** Begin Information supplied **

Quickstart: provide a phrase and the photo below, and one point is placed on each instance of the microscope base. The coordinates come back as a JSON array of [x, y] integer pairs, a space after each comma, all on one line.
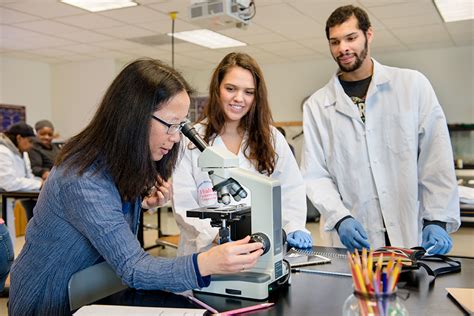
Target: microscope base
[[251, 285]]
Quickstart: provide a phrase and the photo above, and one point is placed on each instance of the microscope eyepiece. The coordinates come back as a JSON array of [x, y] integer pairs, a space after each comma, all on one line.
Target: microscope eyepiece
[[190, 132], [262, 238]]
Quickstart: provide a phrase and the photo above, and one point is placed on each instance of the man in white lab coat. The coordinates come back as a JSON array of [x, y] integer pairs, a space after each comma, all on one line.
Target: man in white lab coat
[[377, 158]]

** End Information supplied **

Can you render all of the items above as a two-column CSV headed item_text and points, with one row per item? Put each item's text and its answer in its own quoted field, turn line breaks into spaces, and leave the pictures out.

item_text,points
"Quickstart: provide a phrase and the photo below, and one point is placed on each instance of the microscope base. The coordinates come back as a JSON array of [x, y] integer pairs, a space after each comma, all on one line. Target: microscope base","[[251, 285]]"
"Quickstart: provide a phrase and the photo above, and one point is placed on each instance of the microscope eyepiece. The coordinates come back as a JSON array of [x, y] integer pairs, a space after each comma, all on one line. Target: microscope eyepiece","[[190, 132], [262, 238]]"
"Quickstart: provide a phrase and the photo above, and one point is placed on each instance of the man in white lab coat. The coordinates come back as a JSON array of [x, y] integer pairs, a space after each comma, all on one line. Target: man in white lab coat","[[377, 158]]"